*LISTED RECORDS*.
__________________________________________________
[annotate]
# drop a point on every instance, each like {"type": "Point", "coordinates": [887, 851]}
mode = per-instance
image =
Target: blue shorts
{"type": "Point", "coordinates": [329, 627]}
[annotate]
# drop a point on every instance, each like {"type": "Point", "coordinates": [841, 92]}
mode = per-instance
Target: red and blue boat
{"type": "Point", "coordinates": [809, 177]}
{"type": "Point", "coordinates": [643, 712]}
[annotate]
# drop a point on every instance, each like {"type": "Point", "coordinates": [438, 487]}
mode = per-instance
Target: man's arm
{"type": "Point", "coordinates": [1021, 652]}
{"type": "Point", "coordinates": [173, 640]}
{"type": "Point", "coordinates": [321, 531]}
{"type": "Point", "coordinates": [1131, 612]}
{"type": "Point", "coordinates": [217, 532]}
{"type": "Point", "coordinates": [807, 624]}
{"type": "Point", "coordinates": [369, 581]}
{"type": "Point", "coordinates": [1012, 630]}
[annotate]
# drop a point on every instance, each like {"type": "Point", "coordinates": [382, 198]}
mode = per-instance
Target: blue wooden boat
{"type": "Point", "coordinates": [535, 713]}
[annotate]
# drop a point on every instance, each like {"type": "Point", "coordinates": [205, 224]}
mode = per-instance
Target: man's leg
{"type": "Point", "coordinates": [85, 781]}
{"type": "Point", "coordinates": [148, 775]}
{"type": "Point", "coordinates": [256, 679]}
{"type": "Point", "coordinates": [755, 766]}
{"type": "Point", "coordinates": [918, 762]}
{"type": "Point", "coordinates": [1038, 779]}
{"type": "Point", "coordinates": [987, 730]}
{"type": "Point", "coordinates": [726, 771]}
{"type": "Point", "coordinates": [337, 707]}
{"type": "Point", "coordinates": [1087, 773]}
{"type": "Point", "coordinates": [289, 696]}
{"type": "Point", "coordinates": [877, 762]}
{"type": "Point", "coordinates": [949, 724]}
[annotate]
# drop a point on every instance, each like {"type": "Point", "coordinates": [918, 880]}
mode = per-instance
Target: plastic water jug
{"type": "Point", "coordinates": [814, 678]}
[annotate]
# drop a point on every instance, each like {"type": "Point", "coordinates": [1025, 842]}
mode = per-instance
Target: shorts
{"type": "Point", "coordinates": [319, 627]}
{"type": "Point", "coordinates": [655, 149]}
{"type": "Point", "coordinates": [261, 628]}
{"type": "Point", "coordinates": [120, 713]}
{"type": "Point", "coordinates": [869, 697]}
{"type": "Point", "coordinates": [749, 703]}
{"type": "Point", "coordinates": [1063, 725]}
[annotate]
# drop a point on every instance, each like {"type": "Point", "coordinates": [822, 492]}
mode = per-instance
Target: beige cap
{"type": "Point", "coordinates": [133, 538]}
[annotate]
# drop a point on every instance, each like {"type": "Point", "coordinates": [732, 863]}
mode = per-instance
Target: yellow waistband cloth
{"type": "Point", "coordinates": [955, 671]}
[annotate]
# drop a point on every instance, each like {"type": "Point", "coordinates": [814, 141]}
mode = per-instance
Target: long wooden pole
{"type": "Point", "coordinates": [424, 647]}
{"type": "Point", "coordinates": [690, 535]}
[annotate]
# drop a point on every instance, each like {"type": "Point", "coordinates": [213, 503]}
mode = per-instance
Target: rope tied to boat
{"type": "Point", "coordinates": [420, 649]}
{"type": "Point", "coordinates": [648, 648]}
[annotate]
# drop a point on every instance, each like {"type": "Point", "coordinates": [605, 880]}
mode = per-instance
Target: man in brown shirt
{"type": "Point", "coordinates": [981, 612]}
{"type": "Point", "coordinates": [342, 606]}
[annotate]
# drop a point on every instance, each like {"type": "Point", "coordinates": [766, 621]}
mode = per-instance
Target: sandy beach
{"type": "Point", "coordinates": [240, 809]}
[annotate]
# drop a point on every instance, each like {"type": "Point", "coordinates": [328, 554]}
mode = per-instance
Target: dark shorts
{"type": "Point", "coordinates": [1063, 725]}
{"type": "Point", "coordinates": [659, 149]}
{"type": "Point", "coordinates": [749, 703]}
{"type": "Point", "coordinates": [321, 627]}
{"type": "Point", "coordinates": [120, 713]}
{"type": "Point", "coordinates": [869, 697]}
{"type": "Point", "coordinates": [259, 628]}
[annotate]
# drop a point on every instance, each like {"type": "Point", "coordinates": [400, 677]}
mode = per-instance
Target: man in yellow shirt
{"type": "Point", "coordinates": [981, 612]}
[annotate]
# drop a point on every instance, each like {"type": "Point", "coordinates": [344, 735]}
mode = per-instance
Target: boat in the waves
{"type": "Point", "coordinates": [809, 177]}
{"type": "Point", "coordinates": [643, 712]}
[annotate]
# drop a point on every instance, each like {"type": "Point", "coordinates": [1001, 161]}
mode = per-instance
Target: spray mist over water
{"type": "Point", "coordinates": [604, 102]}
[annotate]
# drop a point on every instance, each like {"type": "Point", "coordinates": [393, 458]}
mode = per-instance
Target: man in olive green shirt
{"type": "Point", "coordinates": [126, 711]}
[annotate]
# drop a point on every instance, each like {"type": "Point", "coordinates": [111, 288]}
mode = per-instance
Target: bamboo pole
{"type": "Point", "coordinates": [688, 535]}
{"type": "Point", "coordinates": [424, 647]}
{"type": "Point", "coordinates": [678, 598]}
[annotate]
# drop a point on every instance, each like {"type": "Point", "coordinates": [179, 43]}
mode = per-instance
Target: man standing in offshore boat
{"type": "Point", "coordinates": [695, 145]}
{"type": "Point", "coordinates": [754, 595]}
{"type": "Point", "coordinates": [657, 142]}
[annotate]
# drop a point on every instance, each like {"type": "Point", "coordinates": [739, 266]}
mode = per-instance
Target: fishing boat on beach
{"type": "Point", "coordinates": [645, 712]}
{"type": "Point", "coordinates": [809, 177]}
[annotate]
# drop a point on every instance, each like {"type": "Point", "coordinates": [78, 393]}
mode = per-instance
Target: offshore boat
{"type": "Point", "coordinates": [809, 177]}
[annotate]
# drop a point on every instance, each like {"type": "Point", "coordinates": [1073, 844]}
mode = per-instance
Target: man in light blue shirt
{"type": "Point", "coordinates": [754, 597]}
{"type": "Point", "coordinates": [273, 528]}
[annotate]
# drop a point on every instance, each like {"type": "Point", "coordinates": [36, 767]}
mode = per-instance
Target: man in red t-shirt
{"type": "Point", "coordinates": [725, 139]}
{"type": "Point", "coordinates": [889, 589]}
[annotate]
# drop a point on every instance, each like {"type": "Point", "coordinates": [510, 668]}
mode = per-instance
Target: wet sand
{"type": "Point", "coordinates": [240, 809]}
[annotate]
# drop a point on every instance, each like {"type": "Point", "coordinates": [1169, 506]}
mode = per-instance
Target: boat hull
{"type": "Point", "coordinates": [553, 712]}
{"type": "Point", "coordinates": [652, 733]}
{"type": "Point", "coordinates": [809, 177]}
__________________________________________________
*WHAT THE EXERCISE ASKS*. Every entry above needs to be duplicated exactly.

*RESPONSE FOR THIS EXERCISE*.
[annotate]
# drop a point on every instance, each like {"type": "Point", "coordinates": [887, 851]}
mode = per-instance
image =
Target: blue shorts
{"type": "Point", "coordinates": [329, 627]}
[annotate]
# drop a point on every instance, each like {"type": "Point", "coordinates": [841, 92]}
mode = per-instance
Target: red and blue boat
{"type": "Point", "coordinates": [809, 177]}
{"type": "Point", "coordinates": [643, 712]}
[annotate]
# drop a point on every instance, each like {"type": "Point", "coordinates": [438, 487]}
mode = per-instance
Target: man's arm
{"type": "Point", "coordinates": [1021, 652]}
{"type": "Point", "coordinates": [173, 640]}
{"type": "Point", "coordinates": [321, 531]}
{"type": "Point", "coordinates": [1131, 612]}
{"type": "Point", "coordinates": [217, 532]}
{"type": "Point", "coordinates": [807, 624]}
{"type": "Point", "coordinates": [369, 581]}
{"type": "Point", "coordinates": [1012, 630]}
[annotate]
# drop a point on every instance, each like {"type": "Point", "coordinates": [382, 198]}
mode = per-instance
Target: blue wooden boat
{"type": "Point", "coordinates": [535, 713]}
[annotate]
# drop a point on every instance, each like {"type": "Point", "coordinates": [205, 224]}
mode = per-instance
Target: man's leg
{"type": "Point", "coordinates": [85, 781]}
{"type": "Point", "coordinates": [148, 775]}
{"type": "Point", "coordinates": [256, 679]}
{"type": "Point", "coordinates": [755, 766]}
{"type": "Point", "coordinates": [918, 762]}
{"type": "Point", "coordinates": [1038, 779]}
{"type": "Point", "coordinates": [987, 730]}
{"type": "Point", "coordinates": [726, 771]}
{"type": "Point", "coordinates": [337, 707]}
{"type": "Point", "coordinates": [1087, 773]}
{"type": "Point", "coordinates": [289, 696]}
{"type": "Point", "coordinates": [877, 762]}
{"type": "Point", "coordinates": [949, 724]}
[annotate]
# drop a point on every instance, each like {"type": "Point", "coordinates": [918, 880]}
mode = per-instance
Target: plastic water jug
{"type": "Point", "coordinates": [814, 678]}
[annotate]
# drop a point on every instance, each like {"type": "Point", "coordinates": [1025, 842]}
mode = per-instance
Target: shorts
{"type": "Point", "coordinates": [319, 627]}
{"type": "Point", "coordinates": [655, 149]}
{"type": "Point", "coordinates": [261, 628]}
{"type": "Point", "coordinates": [120, 713]}
{"type": "Point", "coordinates": [869, 697]}
{"type": "Point", "coordinates": [749, 703]}
{"type": "Point", "coordinates": [1063, 725]}
[annotate]
# drop a point on every instance, each like {"type": "Point", "coordinates": [822, 492]}
mode = per-instance
Target: beige cap
{"type": "Point", "coordinates": [133, 538]}
[annotate]
# drop a point on every instance, each like {"type": "Point", "coordinates": [732, 863]}
mode = per-instance
Target: yellow waistband cloth
{"type": "Point", "coordinates": [955, 671]}
[annotate]
# drop a point on every instance, each like {"type": "Point", "coordinates": [814, 141]}
mode = per-instance
Target: long wooden pole
{"type": "Point", "coordinates": [424, 647]}
{"type": "Point", "coordinates": [690, 535]}
[annotate]
# drop a point on every instance, each like {"type": "Point", "coordinates": [213, 503]}
mode = per-instance
Target: rope tied to boat
{"type": "Point", "coordinates": [420, 649]}
{"type": "Point", "coordinates": [648, 648]}
[annotate]
# drop a point on every instance, each like {"type": "Point", "coordinates": [605, 880]}
mode = per-instance
Target: man in brown shirt
{"type": "Point", "coordinates": [981, 612]}
{"type": "Point", "coordinates": [342, 606]}
[annotate]
# drop a point on every instance, each like {"type": "Point", "coordinates": [766, 621]}
mode = per-instance
Target: sandy beach
{"type": "Point", "coordinates": [240, 809]}
[annotate]
# drop a point on every instance, each like {"type": "Point", "coordinates": [328, 554]}
mode = per-instance
Target: dark shorts
{"type": "Point", "coordinates": [1063, 725]}
{"type": "Point", "coordinates": [659, 149]}
{"type": "Point", "coordinates": [749, 703]}
{"type": "Point", "coordinates": [321, 627]}
{"type": "Point", "coordinates": [120, 713]}
{"type": "Point", "coordinates": [869, 697]}
{"type": "Point", "coordinates": [259, 628]}
[annotate]
# drop a point on every instance, each like {"type": "Point", "coordinates": [400, 677]}
mode = per-instance
Target: man in yellow shirt
{"type": "Point", "coordinates": [981, 612]}
[annotate]
# drop a point on every instance, each like {"type": "Point", "coordinates": [344, 735]}
mode = per-instance
Target: boat in the waves
{"type": "Point", "coordinates": [809, 177]}
{"type": "Point", "coordinates": [643, 712]}
[annotate]
# drop a point on every instance, each like {"type": "Point", "coordinates": [1001, 161]}
mode = per-instance
Target: spray mist over water
{"type": "Point", "coordinates": [604, 102]}
[annotate]
# drop a point on every instance, each like {"type": "Point", "coordinates": [393, 458]}
mode = per-instance
Target: man in olive green shirt
{"type": "Point", "coordinates": [126, 711]}
[annotate]
# drop a point on every instance, each like {"type": "Point", "coordinates": [111, 288]}
mode = per-instance
Target: bamboo pole
{"type": "Point", "coordinates": [688, 535]}
{"type": "Point", "coordinates": [424, 647]}
{"type": "Point", "coordinates": [678, 598]}
[annotate]
# drop a point on every instance, each like {"type": "Point", "coordinates": [179, 43]}
mode = per-instance
Target: man standing in offshore boat
{"type": "Point", "coordinates": [695, 145]}
{"type": "Point", "coordinates": [754, 595]}
{"type": "Point", "coordinates": [657, 142]}
[annotate]
# drop a point on every instance, each like {"type": "Point", "coordinates": [739, 266]}
mode = per-instance
Target: fishing boat on beach
{"type": "Point", "coordinates": [645, 712]}
{"type": "Point", "coordinates": [809, 177]}
[annotate]
# drop a point on every instance, each like {"type": "Point", "coordinates": [78, 393]}
mode = per-instance
Target: offshore boat
{"type": "Point", "coordinates": [809, 177]}
[annotate]
# drop a point on every instance, each like {"type": "Point", "coordinates": [1073, 844]}
mode = per-instance
Target: man in light blue shirt
{"type": "Point", "coordinates": [754, 597]}
{"type": "Point", "coordinates": [273, 528]}
[annotate]
# drop a point on every instance, each like {"type": "Point", "coordinates": [36, 767]}
mode = per-instance
Target: man in red t-shirt
{"type": "Point", "coordinates": [725, 139]}
{"type": "Point", "coordinates": [889, 589]}
[annotate]
# drop a point on every instance, each like {"type": "Point", "coordinates": [510, 668]}
mode = per-instance
Target: wet sand
{"type": "Point", "coordinates": [240, 809]}
[annotate]
# drop a point on every instance, each like {"type": "Point", "coordinates": [1169, 506]}
mode = per-instance
Target: boat hull
{"type": "Point", "coordinates": [553, 712]}
{"type": "Point", "coordinates": [652, 733]}
{"type": "Point", "coordinates": [809, 177]}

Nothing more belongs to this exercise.